» Objective: Please reproduce the entries starting at the line containing "Practice step: find every instance of the red flag" and ending at the last of the entries, putting "tote bag" wherever "shoulder bag" appears and keeping everything else the same. Omit the pictures from your answer.

» Given information:
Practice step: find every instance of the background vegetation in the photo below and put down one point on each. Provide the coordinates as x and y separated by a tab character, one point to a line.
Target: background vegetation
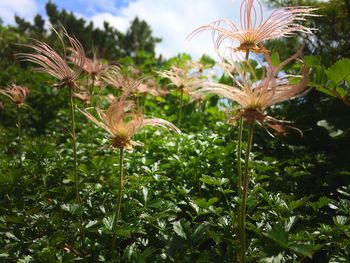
180	195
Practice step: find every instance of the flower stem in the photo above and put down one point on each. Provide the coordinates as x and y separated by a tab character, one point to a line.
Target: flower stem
75	165
119	200
239	156
243	208
241	227
19	134
91	90
180	110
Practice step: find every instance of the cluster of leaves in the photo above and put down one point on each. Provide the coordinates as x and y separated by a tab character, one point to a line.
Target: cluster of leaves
180	202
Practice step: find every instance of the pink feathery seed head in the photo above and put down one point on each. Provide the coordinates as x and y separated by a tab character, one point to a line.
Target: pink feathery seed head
52	63
93	67
254	29
122	120
255	96
16	93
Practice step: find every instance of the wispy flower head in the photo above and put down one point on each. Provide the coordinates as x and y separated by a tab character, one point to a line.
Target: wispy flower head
52	63
254	96
16	93
254	29
122	120
93	67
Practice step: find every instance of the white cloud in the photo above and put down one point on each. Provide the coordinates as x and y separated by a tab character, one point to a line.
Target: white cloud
24	8
173	21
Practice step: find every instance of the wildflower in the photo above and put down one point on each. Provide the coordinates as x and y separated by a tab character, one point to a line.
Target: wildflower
254	97
253	29
83	95
93	67
121	120
16	93
149	86
114	77
52	63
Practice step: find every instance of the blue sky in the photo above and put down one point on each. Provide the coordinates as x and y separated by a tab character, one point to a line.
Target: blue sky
171	20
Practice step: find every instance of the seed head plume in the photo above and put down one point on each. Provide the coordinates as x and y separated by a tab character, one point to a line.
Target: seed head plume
16	93
52	63
253	29
255	96
122	120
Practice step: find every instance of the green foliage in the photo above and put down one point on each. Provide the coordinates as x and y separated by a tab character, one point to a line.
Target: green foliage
180	202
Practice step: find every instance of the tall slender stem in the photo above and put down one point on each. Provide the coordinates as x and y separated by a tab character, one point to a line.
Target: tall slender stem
119	200
91	90
180	110
239	140
241	226
239	157
19	133
74	139
243	208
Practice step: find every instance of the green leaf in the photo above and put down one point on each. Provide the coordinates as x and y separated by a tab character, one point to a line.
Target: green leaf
180	228
213	181
275	58
339	71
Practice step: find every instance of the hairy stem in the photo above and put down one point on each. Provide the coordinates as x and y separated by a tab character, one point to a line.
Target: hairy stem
239	156
241	226
243	208
119	201
91	90
74	140
180	110
19	134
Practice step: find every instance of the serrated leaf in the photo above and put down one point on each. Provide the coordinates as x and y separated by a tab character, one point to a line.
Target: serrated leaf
179	229
213	180
339	71
275	58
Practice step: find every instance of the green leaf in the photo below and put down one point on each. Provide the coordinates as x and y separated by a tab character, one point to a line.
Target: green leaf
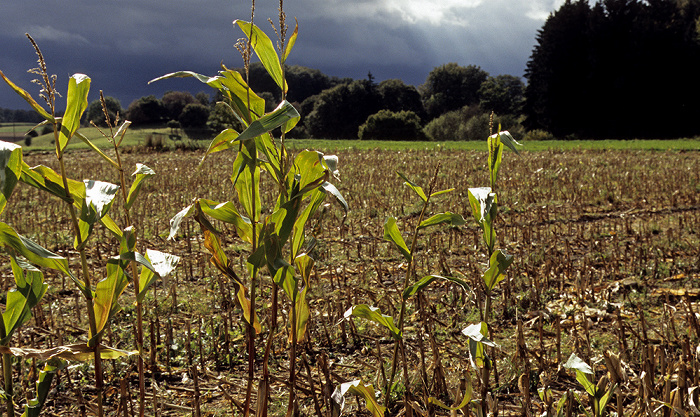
477	339
452	219
290	43
106	299
76	103
418	190
19	301
28	98
227	213
374	314
265	50
281	115
426	280
495	157
222	141
75	352
465	400
305	265
10	170
233	86
359	389
32	251
43	386
392	234
96	149
298	237
142	173
46	179
248	194
499	262
219	259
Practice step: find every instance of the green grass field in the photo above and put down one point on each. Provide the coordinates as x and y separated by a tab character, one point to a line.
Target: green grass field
136	137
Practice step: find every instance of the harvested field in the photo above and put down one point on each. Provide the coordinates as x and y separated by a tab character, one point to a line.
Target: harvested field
607	258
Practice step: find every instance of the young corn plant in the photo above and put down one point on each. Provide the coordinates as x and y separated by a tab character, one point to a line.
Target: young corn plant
163	263
87	203
484	205
599	395
411	286
25	255
273	230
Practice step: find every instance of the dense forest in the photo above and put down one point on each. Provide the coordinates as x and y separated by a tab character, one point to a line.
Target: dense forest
613	69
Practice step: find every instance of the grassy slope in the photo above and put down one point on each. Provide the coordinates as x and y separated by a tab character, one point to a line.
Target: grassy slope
137	136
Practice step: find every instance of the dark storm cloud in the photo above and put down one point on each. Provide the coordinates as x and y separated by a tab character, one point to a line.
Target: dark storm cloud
122	45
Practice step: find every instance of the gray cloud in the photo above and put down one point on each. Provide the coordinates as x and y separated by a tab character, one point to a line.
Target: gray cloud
122	45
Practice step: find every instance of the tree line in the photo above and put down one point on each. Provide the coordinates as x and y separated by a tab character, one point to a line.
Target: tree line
617	69
613	69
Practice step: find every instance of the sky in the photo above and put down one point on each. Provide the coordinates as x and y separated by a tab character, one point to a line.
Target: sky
122	44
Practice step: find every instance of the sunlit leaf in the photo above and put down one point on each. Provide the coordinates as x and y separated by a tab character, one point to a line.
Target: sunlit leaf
141	174
28	98
245	103
19	301
219	259
99	197
177	220
509	141
418	190
329	188
465	400
499	262
392	234
10	170
267	123
305	265
481	201
582	369
106	298
227	213
43	387
451	219
76	103
248	194
477	340
265	49
374	314
361	390
425	281
163	263
436	193
484	206
299	237
46	179
36	254
75	352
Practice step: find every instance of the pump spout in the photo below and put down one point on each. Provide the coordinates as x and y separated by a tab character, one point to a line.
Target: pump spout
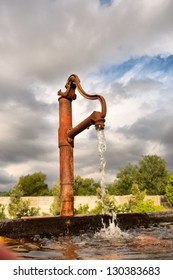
67	134
94	119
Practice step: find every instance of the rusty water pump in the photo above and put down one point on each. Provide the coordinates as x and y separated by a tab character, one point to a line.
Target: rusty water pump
66	138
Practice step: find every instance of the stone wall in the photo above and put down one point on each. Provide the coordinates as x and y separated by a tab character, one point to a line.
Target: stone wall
44	202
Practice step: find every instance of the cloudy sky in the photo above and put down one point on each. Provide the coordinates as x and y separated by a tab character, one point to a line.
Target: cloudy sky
121	49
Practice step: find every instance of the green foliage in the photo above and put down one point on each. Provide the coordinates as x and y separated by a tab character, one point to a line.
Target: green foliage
137	203
108	205
2	211
169	190
125	178
34	184
150	174
153	175
147	206
55	206
17	207
82	209
85	186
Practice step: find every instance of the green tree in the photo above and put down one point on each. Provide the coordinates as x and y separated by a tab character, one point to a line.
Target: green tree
34	184
169	190
85	186
152	175
125	178
2	211
17	207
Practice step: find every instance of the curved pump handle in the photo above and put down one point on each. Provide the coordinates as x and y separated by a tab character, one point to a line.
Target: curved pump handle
74	81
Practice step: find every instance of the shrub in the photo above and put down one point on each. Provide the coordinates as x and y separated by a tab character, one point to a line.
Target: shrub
17	207
137	203
82	209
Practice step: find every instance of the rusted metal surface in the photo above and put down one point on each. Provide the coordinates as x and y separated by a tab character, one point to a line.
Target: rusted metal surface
66	158
67	134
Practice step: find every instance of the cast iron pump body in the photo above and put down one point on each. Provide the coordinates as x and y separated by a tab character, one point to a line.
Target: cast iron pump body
66	136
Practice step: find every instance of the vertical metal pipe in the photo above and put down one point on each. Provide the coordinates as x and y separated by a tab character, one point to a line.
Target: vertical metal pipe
66	158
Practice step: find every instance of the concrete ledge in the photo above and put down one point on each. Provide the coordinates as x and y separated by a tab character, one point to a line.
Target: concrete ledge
58	225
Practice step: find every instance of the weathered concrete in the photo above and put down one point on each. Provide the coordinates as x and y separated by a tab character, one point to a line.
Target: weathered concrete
44	202
48	226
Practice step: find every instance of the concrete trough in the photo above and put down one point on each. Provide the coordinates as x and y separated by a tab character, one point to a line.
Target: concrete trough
75	225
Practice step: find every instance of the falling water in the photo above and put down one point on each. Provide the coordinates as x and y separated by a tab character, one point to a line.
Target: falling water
101	150
111	230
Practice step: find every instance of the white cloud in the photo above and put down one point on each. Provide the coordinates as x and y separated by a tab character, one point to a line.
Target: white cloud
120	50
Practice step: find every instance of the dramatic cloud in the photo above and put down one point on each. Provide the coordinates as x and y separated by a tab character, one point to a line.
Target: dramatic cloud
121	49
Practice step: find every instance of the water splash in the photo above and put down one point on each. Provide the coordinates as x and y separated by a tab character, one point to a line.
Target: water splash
112	231
101	149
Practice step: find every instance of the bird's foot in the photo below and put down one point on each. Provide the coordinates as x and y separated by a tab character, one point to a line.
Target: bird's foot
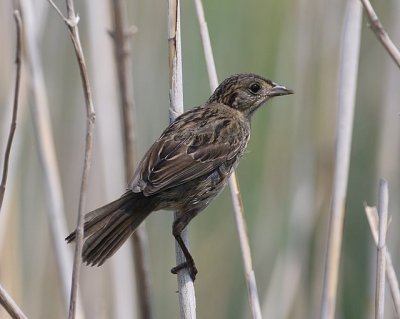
190	266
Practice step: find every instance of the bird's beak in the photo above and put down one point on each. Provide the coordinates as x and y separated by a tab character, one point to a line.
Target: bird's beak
279	90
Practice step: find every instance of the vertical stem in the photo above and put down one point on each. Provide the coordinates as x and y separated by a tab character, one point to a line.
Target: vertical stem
72	23
122	52
381	247
187	299
233	183
350	47
13	125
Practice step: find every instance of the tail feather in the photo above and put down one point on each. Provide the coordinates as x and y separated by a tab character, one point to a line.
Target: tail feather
108	227
114	245
97	244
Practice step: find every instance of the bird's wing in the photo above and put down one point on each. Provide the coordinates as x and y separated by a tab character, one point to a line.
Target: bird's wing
187	151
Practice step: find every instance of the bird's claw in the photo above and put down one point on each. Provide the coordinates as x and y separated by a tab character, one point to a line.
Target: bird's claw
190	266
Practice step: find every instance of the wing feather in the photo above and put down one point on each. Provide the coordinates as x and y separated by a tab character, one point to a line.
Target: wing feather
187	152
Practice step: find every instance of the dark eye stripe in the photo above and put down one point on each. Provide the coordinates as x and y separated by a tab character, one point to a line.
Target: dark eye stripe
255	87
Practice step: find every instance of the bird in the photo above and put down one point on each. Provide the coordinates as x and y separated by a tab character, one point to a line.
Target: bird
184	170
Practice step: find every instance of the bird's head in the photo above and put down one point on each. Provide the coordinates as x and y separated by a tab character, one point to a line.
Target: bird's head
246	92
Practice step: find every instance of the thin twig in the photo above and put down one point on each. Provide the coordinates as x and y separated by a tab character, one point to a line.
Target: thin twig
233	183
187	299
380	32
381	258
373	220
10	305
72	24
350	47
46	152
122	52
13	125
5	299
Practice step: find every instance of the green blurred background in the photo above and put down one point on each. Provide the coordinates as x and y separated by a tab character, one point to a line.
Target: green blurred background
285	179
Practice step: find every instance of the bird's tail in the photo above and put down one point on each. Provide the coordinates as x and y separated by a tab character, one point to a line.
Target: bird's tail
108	227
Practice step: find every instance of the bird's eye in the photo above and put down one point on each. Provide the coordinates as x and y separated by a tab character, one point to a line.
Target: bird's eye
254	88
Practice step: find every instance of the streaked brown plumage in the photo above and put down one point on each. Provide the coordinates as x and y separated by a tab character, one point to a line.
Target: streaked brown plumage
184	170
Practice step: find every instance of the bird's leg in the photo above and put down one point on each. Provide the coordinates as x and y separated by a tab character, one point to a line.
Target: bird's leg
179	224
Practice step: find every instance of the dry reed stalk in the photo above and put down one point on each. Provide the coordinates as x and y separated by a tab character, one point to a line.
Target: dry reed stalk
380	32
187	299
348	68
72	23
122	49
233	183
381	247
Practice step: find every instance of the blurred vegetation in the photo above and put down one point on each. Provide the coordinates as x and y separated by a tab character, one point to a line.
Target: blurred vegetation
285	178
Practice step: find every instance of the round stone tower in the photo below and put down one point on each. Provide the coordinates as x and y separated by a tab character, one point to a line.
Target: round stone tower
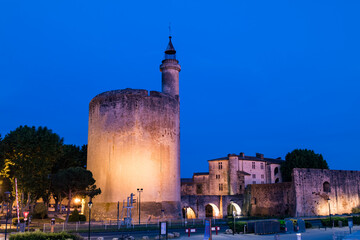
133	143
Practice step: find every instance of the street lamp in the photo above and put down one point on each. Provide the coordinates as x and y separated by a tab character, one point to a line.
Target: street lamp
7	195
234	213
328	199
140	190
90	205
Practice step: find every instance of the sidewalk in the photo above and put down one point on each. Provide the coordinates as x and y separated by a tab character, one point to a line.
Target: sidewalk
310	234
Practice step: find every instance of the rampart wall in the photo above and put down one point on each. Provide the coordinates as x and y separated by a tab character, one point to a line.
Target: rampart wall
269	200
312	191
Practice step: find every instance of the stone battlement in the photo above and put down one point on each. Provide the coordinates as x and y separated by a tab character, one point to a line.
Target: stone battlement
114	95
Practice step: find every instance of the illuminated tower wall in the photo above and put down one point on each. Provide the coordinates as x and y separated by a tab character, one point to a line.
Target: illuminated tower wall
134	142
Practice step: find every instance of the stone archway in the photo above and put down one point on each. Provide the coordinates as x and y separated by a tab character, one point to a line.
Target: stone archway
211	211
188	213
233	207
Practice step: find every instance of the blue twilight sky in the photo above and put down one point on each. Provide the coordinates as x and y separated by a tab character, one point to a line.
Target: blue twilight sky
257	75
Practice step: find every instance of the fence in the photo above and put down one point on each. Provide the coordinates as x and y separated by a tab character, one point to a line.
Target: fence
121	225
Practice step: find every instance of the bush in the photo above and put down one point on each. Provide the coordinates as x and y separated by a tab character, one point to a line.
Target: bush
326	222
44	236
14	220
239	226
76	217
308	224
40	211
82	218
356	220
355	210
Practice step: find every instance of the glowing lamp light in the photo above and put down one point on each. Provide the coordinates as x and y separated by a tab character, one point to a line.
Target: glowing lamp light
26	214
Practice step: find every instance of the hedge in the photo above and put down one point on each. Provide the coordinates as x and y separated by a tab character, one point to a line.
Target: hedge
326	222
239	226
44	236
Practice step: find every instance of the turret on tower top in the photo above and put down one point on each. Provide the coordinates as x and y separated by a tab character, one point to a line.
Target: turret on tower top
170	52
170	69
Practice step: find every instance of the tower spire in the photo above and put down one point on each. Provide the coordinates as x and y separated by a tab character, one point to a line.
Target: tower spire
170	69
170	52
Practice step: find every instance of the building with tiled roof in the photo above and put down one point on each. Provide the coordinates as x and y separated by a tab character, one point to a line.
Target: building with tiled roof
230	175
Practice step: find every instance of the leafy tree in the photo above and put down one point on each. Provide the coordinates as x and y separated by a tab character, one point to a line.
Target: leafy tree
72	156
74	181
301	158
29	154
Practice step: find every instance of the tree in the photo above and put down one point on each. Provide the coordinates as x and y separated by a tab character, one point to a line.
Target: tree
72	156
301	158
74	181
29	154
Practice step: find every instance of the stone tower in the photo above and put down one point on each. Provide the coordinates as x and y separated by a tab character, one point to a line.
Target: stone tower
134	142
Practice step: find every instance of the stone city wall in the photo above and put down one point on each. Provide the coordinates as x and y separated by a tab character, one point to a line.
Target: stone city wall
269	200
314	187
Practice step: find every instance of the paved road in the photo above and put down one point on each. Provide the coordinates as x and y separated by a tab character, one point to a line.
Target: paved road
312	234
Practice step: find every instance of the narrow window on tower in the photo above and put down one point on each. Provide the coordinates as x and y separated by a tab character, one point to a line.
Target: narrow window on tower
220	165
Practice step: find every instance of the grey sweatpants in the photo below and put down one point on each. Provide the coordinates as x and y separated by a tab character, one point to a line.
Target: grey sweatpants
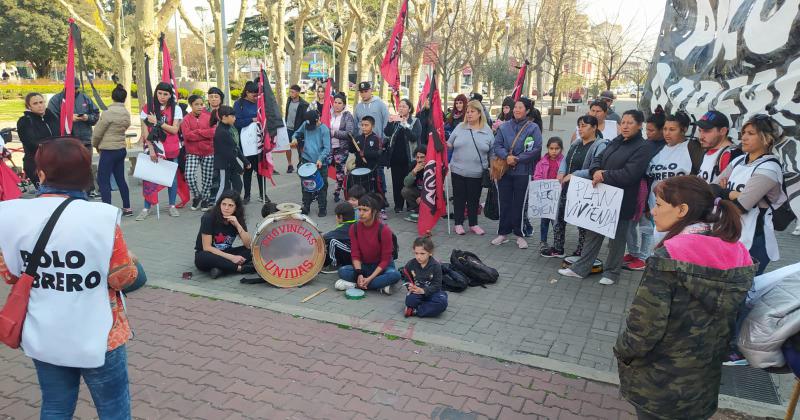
591	248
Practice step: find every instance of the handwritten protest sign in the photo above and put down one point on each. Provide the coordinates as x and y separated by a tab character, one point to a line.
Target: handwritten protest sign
596	209
543	198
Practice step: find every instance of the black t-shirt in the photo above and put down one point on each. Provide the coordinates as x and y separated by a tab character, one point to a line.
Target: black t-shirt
222	234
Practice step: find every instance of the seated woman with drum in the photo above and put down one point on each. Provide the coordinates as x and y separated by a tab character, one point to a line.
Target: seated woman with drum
373	266
214	250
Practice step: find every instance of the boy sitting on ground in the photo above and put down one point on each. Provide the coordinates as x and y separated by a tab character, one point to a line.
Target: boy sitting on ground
337	241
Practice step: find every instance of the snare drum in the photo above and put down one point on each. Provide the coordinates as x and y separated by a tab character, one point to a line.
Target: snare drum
361	176
288	249
310	178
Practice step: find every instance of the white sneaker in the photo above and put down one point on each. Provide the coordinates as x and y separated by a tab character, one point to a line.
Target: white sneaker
142	215
569	273
499	240
343	284
606	281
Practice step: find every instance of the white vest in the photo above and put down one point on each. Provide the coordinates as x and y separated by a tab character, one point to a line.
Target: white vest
740	174
707	172
69	312
671	161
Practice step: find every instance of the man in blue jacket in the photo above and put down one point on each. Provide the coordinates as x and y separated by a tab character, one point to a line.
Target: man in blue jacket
316	147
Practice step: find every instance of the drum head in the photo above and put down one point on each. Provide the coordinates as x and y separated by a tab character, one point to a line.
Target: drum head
288	252
307	169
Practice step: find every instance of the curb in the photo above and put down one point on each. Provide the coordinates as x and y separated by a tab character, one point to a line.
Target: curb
749	407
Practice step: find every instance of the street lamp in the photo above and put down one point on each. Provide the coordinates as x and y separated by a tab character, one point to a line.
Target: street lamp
201	11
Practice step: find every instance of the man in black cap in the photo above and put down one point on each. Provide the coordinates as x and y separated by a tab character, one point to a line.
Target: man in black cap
608	97
372	106
720	150
84	116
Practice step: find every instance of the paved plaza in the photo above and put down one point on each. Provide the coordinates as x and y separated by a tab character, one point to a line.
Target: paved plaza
216	358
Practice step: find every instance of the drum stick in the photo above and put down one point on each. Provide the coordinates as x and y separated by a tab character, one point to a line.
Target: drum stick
313	295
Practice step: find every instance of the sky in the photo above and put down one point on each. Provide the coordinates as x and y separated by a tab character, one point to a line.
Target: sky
646	15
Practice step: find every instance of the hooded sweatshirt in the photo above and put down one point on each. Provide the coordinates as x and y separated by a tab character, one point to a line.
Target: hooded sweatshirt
375	108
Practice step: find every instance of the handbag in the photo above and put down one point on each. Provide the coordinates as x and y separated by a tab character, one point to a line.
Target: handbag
12	316
486	180
500	165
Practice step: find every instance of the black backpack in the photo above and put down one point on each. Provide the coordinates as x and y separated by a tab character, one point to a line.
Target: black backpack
380	235
452	280
476	272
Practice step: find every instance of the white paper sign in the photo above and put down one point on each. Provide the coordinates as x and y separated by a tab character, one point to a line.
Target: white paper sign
543	196
249	139
161	172
281	140
593	208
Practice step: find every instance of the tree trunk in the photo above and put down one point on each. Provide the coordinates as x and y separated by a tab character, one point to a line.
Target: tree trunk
297	52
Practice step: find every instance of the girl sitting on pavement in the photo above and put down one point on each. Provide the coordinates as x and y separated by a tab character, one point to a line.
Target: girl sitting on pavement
424	275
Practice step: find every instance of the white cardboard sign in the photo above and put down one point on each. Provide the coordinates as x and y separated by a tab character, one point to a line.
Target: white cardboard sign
593	208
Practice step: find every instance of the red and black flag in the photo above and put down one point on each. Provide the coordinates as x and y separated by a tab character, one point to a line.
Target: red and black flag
520	82
390	66
265	165
433	204
68	103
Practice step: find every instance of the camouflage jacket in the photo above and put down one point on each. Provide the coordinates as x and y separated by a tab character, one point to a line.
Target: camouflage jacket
678	329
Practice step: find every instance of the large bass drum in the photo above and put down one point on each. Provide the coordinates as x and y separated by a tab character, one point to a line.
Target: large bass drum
288	248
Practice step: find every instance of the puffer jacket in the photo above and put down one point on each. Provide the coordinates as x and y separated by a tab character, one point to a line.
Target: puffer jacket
774	318
680	324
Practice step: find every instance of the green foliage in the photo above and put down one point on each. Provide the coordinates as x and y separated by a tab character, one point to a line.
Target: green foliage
36	31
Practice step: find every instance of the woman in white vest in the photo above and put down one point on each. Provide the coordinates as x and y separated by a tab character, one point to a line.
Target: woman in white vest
753	182
75	325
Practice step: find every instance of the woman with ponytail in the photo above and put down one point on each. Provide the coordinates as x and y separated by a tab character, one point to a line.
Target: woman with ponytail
679	324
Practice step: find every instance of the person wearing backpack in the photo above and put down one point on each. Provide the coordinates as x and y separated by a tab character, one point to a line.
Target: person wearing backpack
425	297
754	183
373	266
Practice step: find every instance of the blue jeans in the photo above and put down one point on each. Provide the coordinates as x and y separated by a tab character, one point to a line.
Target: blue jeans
112	162
387	277
430	306
108	385
172	190
643	229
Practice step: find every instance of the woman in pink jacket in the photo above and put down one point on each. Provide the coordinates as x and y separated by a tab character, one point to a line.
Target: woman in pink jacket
198	138
547	168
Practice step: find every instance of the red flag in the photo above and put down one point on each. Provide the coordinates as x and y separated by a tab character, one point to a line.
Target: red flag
265	165
433	204
425	90
520	82
68	103
390	66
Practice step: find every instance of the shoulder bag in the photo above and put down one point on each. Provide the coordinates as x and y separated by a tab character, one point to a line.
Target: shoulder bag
12	316
500	165
486	180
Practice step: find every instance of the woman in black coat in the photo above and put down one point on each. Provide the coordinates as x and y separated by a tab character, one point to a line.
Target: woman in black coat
37	124
403	130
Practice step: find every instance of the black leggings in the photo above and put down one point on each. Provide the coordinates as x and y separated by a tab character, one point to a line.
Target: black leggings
466	193
247	176
205	260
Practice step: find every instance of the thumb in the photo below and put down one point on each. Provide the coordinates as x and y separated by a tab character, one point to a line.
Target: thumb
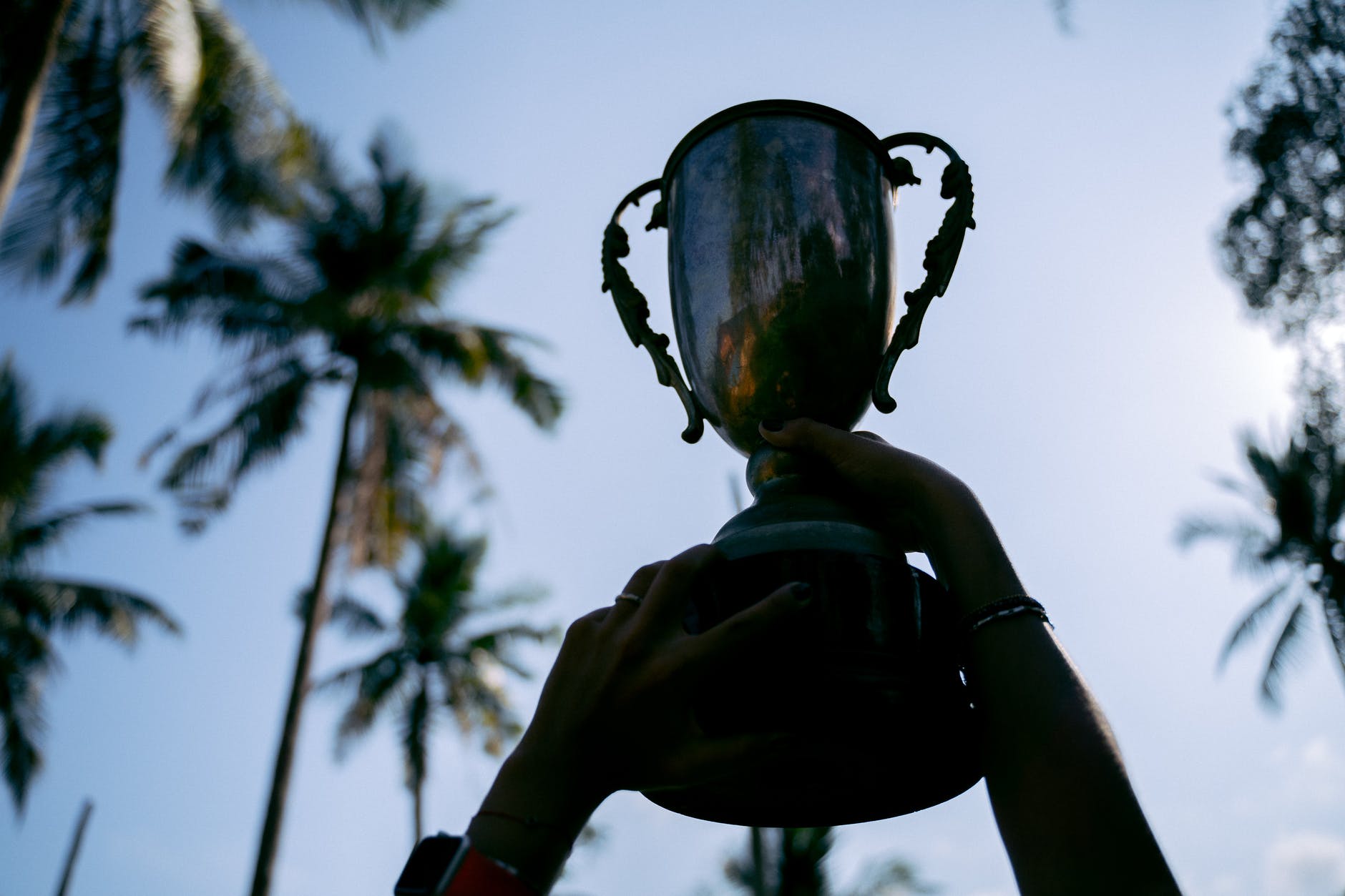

» Written solution:
Practice step: find every instance of the red flag in the photo above and put down one point on each. Provide the coordinates as x and y separated by a tab character, one point to a line.
Target: red flag
265	165
433	204
425	90
520	82
68	103
390	66
Practice step: find every instance of the tote bag in the photo above and put down one point on each. Provide the coordinates as x and y separated by a tab character, one point to a line.
Target: tote bag
12	316
500	165
486	180
Practice step: find every instance of the woman in black coat in the photo above and put down one point on each. Provide the coordinates as x and y separated by a tab character, one point to a line.
Target: woman in black coat
37	124
403	130
Practice step: find every instance of the black leggings in the photo above and put down one point on each. Provide the coordinates as x and y separated by a tab character, one point to a line.
Target: black leggings
466	193
247	176
205	260
Practice step: find every instance of the thumb in the photo below and put down one point on each. Provide the coordinates as x and y separated by a tab character, one point to a line.
Target: thumb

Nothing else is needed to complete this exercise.